EXTRAIT DE PAGE:
******************************
Auteur : Eric Martel | Editeur : Walt | Mardi, 05 Févr. 2019 - 19h47

La blessure à l’œil du leader des Gilets Jaunes, Jérôme Rodriguez, a mis en exergue le rôle des armes dites « non létales » telles que les lanceurs de balles en caoutchouc et les grenades utilisées pour le contrôle de la foule. À travers ces armes se pose la question de la notion même d’armes non létales. Un concept apparu dans le domaine militaire au début des années 1990 et qui a permis de donner une nouvelle jeunesse aux munitions en caoutchouc.

Apparition d’un concept

La chute du mur de Berlin en 1989 transforme complètement le cadre des priorités militaires : la Guerre froide laisse la place aux missions d’interposition, de maintien ou de rétablissement de la paix durant lesquelles le contrôle de la foule s’avère crucial.

En même temps, l’opinion publique manifeste déjà à l’époque une aversion certaine pour le spectacle trop cruel des morts causées par les conflits. C’est à ce moment que l’armée américaine développe le concept d’arme non létale.

En 1991, le secrétaire à la défense Dick Cheney met ainsi en place un groupe de travail, le « Non-lethal warfare study group ». Ces réflexions vont aboutir à une série de documents dont le plus connu est la directive « Policy for non-lethal weapons » datée du 9 juillet 1996. Les armes non létales ayant pour objet de minimiser le risque mortel ont dès lors un avenir prometteur..

Un concept prometteur

Dans les années 90, cette notion d’armes non létales connaît un énorme succès, au moment où sécurité intérieure et sécurité extérieure relèvent d’un même continuum dans la doctrine américaine. Ainsi, dès 1994, les départements américains de la Défense et de la Justice signent un accord de coopération permettant de renforcer l’arsenal répressif avec l’adoption de ces nouvelles armes dites non létales.
******************************
DONNÉES FOURNIES:
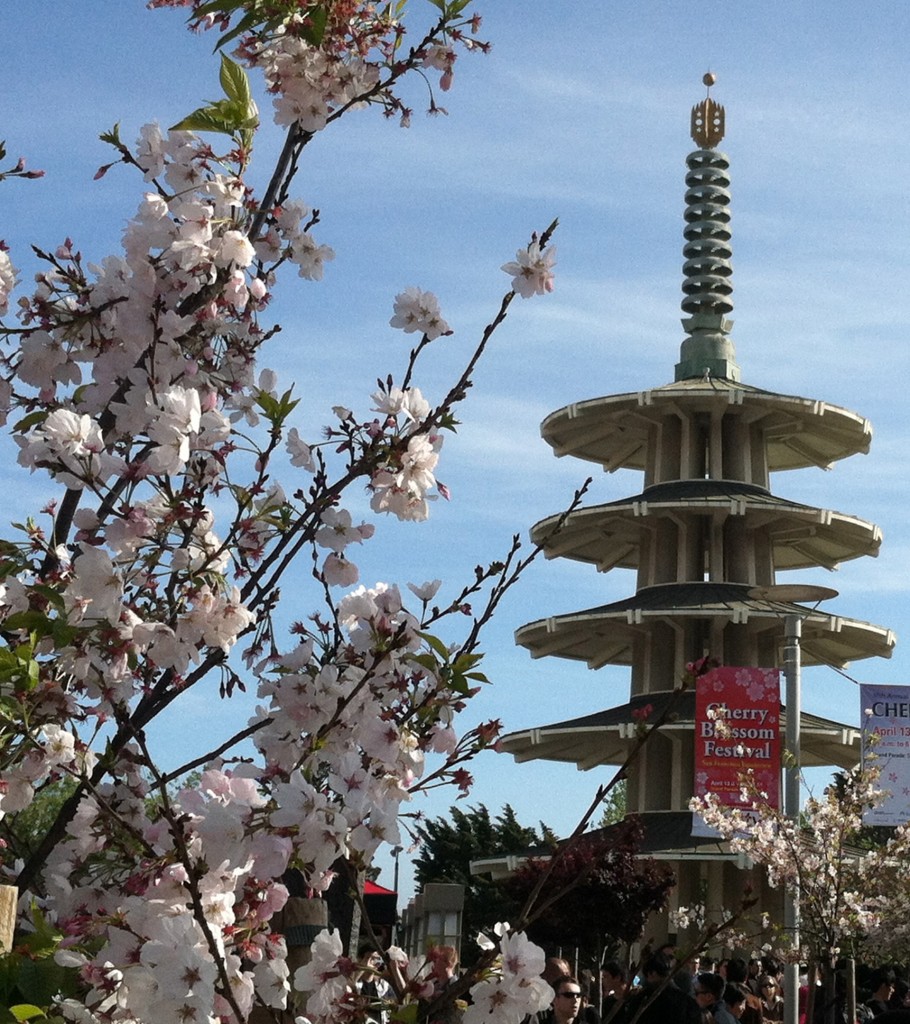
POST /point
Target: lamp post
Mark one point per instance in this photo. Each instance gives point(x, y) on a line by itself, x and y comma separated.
point(792, 659)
******************************
CONSIGNES:
1: Recopiez mot pour mot le passage de l'extrait sur les armes non létales, depuis « En 1991, le » jusqu'à « dites non létales. ».
2: Répondez aux questions suivantes à partir de l'extrait sur les armes non létales.
(a) En quelle année Dick Cheney met-il en place le « Non-lethal warfare study group » ?
(b) De quand date la directive « Policy for non-lethal weapons » ?
(c) Quels départements américains signent un accord de coopération dès 1994 ?
Seul l'extrait sur les armes non létales doit servir de source.

RÉPONSES PAR CONSIGNE:
1:
En 1991, le secrétaire à la défense Dick Cheney met ainsi en place un groupe de travail, le « Non-lethal warfare study group ». Ces réflexions vont aboutir à une série de documents dont le plus connu est la directive « Policy for non-lethal weapons » datée du 9 juillet 1996. Les armes non létales ayant pour objet de minimiser le risque mortel ont dès lors un avenir prometteur..

Un concept prometteur

Dans les années 90, cette notion d’armes non létales connaît un énorme succès, au moment où sécurité intérieure et sécurité extérieure relèvent d’un même continuum dans la doctrine américaine. Ainsi, dès 1994, les départements américains de la Défense et de la Justice signent un accord de coopération permettant de renforcer l’arsenal répressif avec l’adoption de ces nouvelles armes dites non létales.

2:
(a) En 1991.
(b) Du 9 juillet 1996.
(c) Les départements de la Défense et de la Justice.